[INFORMATION SUPPLIED Boundary: Start]

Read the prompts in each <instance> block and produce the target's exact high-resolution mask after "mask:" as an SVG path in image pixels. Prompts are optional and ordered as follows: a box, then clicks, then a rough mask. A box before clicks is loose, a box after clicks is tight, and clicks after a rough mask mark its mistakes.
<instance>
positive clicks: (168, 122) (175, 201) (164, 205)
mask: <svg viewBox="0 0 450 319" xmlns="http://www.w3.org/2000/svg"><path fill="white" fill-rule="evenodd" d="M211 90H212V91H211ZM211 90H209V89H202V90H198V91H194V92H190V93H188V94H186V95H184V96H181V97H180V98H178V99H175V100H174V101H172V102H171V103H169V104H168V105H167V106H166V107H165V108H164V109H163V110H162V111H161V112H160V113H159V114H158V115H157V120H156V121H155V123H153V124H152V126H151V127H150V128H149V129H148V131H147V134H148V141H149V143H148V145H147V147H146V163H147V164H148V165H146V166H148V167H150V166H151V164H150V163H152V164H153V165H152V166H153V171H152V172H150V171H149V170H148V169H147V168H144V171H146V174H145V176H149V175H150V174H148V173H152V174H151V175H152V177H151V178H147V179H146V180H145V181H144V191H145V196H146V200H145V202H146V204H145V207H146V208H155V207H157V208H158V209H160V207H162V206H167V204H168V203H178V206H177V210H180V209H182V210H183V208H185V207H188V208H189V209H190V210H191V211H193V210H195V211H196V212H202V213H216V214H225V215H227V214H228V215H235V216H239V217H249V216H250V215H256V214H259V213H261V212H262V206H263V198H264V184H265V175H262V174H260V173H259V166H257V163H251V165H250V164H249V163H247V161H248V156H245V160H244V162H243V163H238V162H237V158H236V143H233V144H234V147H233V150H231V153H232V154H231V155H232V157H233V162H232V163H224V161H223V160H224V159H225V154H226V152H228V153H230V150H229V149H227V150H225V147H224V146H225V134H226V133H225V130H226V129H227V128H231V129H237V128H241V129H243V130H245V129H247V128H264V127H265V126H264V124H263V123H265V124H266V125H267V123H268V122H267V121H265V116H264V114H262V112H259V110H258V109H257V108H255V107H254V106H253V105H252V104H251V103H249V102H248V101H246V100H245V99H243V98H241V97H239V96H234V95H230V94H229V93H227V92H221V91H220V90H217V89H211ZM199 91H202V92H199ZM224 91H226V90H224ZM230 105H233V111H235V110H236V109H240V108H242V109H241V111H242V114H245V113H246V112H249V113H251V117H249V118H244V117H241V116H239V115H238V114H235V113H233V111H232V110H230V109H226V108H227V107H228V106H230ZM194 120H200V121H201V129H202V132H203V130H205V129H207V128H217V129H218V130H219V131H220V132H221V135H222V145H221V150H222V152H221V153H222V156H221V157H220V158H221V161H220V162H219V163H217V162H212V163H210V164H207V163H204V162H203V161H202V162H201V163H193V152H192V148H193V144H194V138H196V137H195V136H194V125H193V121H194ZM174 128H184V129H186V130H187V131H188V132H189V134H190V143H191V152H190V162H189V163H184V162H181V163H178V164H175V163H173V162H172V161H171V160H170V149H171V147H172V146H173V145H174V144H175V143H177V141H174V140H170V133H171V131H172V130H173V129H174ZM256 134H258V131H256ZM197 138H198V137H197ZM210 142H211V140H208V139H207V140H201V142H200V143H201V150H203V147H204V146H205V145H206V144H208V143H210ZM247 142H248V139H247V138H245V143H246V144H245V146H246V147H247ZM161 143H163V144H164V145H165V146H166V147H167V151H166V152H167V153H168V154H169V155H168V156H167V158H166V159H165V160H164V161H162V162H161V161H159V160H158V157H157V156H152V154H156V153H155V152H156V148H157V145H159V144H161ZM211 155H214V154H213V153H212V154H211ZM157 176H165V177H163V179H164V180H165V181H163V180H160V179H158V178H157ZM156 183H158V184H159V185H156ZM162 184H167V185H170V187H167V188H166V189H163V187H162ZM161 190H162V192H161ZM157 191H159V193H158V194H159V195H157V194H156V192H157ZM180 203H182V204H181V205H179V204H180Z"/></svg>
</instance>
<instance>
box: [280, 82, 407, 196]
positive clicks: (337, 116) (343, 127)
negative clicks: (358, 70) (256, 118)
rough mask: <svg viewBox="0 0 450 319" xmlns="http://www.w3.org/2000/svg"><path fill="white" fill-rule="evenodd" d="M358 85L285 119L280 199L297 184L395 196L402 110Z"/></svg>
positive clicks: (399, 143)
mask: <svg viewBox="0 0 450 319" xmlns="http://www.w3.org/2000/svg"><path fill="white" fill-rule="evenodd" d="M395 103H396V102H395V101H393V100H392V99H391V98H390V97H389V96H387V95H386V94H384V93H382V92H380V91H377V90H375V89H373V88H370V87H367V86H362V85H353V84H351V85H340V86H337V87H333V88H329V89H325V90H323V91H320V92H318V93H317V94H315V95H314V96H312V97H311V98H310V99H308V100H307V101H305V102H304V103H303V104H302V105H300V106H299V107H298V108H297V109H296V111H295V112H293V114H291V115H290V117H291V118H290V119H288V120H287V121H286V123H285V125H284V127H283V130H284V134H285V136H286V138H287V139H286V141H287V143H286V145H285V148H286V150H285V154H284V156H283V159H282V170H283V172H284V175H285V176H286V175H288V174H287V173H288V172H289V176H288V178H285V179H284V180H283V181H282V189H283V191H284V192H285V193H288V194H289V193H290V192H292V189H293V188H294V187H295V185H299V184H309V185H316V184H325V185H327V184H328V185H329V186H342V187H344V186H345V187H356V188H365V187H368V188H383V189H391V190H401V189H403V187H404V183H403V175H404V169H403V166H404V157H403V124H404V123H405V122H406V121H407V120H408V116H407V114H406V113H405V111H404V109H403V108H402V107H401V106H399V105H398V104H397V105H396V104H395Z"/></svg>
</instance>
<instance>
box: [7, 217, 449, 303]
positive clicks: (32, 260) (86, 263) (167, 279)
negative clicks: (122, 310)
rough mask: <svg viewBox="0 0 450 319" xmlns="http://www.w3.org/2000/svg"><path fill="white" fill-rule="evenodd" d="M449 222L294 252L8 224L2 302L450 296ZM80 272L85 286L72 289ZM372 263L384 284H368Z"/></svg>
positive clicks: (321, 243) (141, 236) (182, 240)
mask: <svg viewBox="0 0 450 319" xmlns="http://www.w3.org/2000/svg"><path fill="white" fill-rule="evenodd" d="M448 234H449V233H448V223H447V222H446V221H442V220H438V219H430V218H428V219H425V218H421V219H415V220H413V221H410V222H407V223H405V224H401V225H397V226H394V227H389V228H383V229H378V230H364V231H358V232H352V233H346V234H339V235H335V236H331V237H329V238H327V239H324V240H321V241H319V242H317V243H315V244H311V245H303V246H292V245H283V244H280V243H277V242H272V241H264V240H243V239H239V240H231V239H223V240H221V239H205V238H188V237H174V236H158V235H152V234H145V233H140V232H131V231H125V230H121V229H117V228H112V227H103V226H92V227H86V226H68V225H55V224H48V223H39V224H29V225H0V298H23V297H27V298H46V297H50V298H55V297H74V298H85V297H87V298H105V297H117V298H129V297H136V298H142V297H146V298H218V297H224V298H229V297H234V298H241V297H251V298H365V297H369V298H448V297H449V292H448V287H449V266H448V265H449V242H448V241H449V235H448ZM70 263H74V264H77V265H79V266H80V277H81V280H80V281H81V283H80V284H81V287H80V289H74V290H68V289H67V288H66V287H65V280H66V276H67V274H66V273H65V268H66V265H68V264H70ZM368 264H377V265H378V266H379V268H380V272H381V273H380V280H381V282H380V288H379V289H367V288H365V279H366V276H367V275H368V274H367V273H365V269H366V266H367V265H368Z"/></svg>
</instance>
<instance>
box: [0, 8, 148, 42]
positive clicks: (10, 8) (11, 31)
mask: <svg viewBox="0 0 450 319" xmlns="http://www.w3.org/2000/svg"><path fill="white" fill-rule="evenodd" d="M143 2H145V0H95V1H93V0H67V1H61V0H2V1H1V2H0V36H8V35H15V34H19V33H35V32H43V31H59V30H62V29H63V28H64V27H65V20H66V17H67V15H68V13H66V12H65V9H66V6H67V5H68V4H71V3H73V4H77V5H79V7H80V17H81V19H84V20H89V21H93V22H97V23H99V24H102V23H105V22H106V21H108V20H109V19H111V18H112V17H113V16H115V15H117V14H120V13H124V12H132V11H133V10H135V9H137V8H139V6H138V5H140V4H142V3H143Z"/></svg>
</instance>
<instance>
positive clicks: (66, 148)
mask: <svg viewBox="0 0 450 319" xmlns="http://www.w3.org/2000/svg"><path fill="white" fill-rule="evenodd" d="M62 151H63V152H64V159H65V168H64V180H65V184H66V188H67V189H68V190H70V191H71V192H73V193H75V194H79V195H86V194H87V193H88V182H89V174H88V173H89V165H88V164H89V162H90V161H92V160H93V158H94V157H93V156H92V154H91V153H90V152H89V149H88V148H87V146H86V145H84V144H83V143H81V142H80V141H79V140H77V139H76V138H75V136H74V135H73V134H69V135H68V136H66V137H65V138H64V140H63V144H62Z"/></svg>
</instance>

[INFORMATION SUPPLIED Boundary: End]

## ASSIGNED TASK:
For the lines above, output exactly those from the line containing "positive clicks: (399, 143)" through the line containing "222L294 252L8 224L2", and skip the others.

## OUTPUT OF THE TASK:
positive clicks: (399, 143)
mask: <svg viewBox="0 0 450 319" xmlns="http://www.w3.org/2000/svg"><path fill="white" fill-rule="evenodd" d="M395 103H396V102H395V101H393V100H392V99H391V98H390V97H389V96H387V95H386V94H384V93H382V92H380V91H377V90H375V89H373V88H370V87H367V86H362V85H353V84H351V85H340V86H337V87H333V88H329V89H325V90H323V91H320V92H318V93H317V94H315V95H314V96H312V97H311V98H310V99H308V100H307V101H305V102H304V103H303V104H302V105H300V106H299V107H298V108H297V109H296V111H295V112H293V114H291V115H290V117H291V118H290V119H288V120H287V121H286V123H285V125H284V127H283V130H284V134H285V136H286V138H287V139H286V141H287V143H286V145H285V148H286V150H285V154H284V156H283V159H282V170H283V172H284V175H285V176H286V175H288V174H287V173H288V172H289V176H288V178H285V179H284V180H283V181H282V189H283V191H284V192H285V193H288V194H289V193H290V192H292V189H293V188H294V187H295V185H299V184H309V185H316V184H325V185H327V184H328V185H329V186H342V187H344V186H345V187H356V188H365V187H368V188H383V189H391V190H401V189H403V187H404V183H403V175H404V169H403V166H404V157H403V124H404V123H405V122H406V121H407V120H408V116H407V114H406V113H405V111H404V109H403V108H402V107H401V106H399V105H398V104H397V105H396V104H395Z"/></svg>
</instance>
<instance>
box: [7, 217, 449, 303]
positive clicks: (32, 260) (86, 263) (167, 279)
negative clicks: (122, 310)
rough mask: <svg viewBox="0 0 450 319" xmlns="http://www.w3.org/2000/svg"><path fill="white" fill-rule="evenodd" d="M449 222L294 252L8 224L2 302L450 296ZM80 272L85 286L72 289ZM372 263L384 284H368Z"/></svg>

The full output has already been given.